- SUPPLIED TEXT -
The return of ex situ

ResearchBlogging.org

Although some have emphasized the need to breed crops for future climatic conditions, much of the world’s farming population relies on landrace populations, not formal breeding networks.

Undeniable, of course, and a good reason to not forget landraces (farmers’ local varieties) when thinking about how agriculture will (or will not) adapt to climate change. The new paper by Kristin Mercer and Hugo Perales in Evolutionary Applications from which the above quotation is taken (minus the references for clarity, as with all subsequent quotes) won’t let you forget. ((Mercer, K., & Perales, H. (2010). Evolutionary response of landraces to climate change in centers of crop diversity Evolutionary Applications DOI: 10.1111/j.1752-4571.2010.00137.x))

The authors look in some detail at each of the possible responses that landraces may have to climate change. They could simply “adjust their phenotype” (plasticity). Or they could adjust their genotype, otherwise known as evolution, and thus “keep up” with the climate. They could also migrate to more hospitable places. And, finally, they could die out (extinction).

What will determine which of these routes any particular landrace follows? Mercer and Perales think two main factors need to be considered: the level and pattern of adaptive genetic variation in the landrace, and the details of how climate, and therefore selection pressures, will actually change. They say they recognize that what farmers do will also determine the outcome, but somewhat disappointingly leave a discussion of that to a later date. They list about a dozen quite specific research questions that would need to be tackled to “understand how landraces in crop centres of diversity may respond to climate change,” which I’ll reproduce in full for those who don’t have access to the paper (they’re in Box 1).

Genetic structure

• Is available genetic variation appropriate for evolutionary response to climate change, especially for selfing or clonal crops?
• At what rate will evolution proceed given heritability of traits and strength of selection?
• Might there be constraints on evolution to multiple environmental changes given the genetic correlations among traits?
• Is there capacity for evolution of plasticity?
• Might populations be plastic in response to climate change, especially for selfing or clonal crops?
• Will different types within a species, or landraces from different regions, respond differently?
• Will adaptive or novel variation be available to populations for evolution based on patterns of gene flow and mutation rates?
• Would gene flow from improved varieties improve or reduce the evolutionary potential or plastic response of landrace populations?

Climate change patterns

• What aspects of climate change will impose directional, disruptive, or fluctuating selection?
• Could selection be strong enough to reduce genetic variation within or among populations?
• Could it reduce effective population size or cause major mortality, which should reduce genetic variation?
• Would yearly variability in selection reduce genetic variation or lead to greater plasticity?

That’s a nice research agenda to be getting on with. I was particularly interested in three specific observations made by the authors. The first is that “[f]armer-mediated selection may … contradict natural selection.”

…farmers could select for seed characteristics, such as grain size, which, if negatively correlated with the tolerance to heat during the grain filling stage, could reduce the populations’ productivity in high temperatures.

The second is that

Migration or gene flow could facilitate adaptation and maintenance of productivity with climate change because gene flow can introduce novel variation into landrace populations on which selection can act. (Mutation can also introduce novel and potentially adaptive variation, which could be selected upon as climate shifts.) In contrast, gene flow could constrain adaptation if there is repeated introduction of alleles from maladapted landrace populations.

- TASKS TO PERFORM -
1. Could you reproduce the passage of the landrace post starting with "Migration or gene" and going on through "maladapted landrace populations."?
2. What possible responses of landraces to climate change does the landrace post list?

[Collected data entries]
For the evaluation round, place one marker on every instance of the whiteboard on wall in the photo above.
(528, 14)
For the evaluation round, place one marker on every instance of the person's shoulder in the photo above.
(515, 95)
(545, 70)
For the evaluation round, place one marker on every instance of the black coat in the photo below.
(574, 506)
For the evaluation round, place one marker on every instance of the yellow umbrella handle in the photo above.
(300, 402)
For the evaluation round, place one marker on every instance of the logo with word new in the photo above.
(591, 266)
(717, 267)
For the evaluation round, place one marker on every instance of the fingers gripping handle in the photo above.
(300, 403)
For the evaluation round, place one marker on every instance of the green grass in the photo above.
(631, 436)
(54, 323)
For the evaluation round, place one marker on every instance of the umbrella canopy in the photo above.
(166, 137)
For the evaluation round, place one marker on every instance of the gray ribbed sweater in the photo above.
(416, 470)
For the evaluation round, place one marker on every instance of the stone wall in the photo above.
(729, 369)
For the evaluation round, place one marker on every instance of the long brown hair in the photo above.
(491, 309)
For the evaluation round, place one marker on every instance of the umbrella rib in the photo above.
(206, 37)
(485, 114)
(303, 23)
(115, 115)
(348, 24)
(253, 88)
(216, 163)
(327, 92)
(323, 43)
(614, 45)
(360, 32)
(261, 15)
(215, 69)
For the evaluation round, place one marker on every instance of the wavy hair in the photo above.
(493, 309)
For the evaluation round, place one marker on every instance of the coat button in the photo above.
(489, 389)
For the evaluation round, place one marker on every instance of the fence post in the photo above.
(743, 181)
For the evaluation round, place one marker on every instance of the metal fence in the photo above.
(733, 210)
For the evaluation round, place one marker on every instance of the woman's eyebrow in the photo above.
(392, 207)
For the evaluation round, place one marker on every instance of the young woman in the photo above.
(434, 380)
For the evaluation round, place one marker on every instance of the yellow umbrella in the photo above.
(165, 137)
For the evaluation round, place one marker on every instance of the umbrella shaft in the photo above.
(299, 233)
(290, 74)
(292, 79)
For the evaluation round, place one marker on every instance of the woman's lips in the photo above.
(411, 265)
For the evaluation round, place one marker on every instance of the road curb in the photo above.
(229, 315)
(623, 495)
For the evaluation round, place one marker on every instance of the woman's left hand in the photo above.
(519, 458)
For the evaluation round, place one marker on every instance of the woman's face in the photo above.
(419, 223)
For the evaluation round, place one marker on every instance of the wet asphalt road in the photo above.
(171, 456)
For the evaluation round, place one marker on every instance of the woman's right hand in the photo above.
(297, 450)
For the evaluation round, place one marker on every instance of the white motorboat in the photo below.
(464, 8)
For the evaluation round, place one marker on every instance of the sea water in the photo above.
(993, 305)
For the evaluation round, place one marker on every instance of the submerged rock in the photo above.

- TASK SOLUTIONS -
1.
Migration or gene flow could facilitate adaptation and maintenance of productivity with climate change because gene flow can introduce novel variation into landrace populations on which selection can act. (Mutation can also introduce novel and potentially adaptive variation, which could be selected upon as climate shifts.) In contrast, gene flow could constrain adaptation if there is repeated introduction of alleles from maladapted landrace populations.

2.
- Plasticity (adjusting their phenotype)
- Evolution (adjusting their genotype to keep up with the climate)
- Migration to more hospitable places
- Extinction (dying out)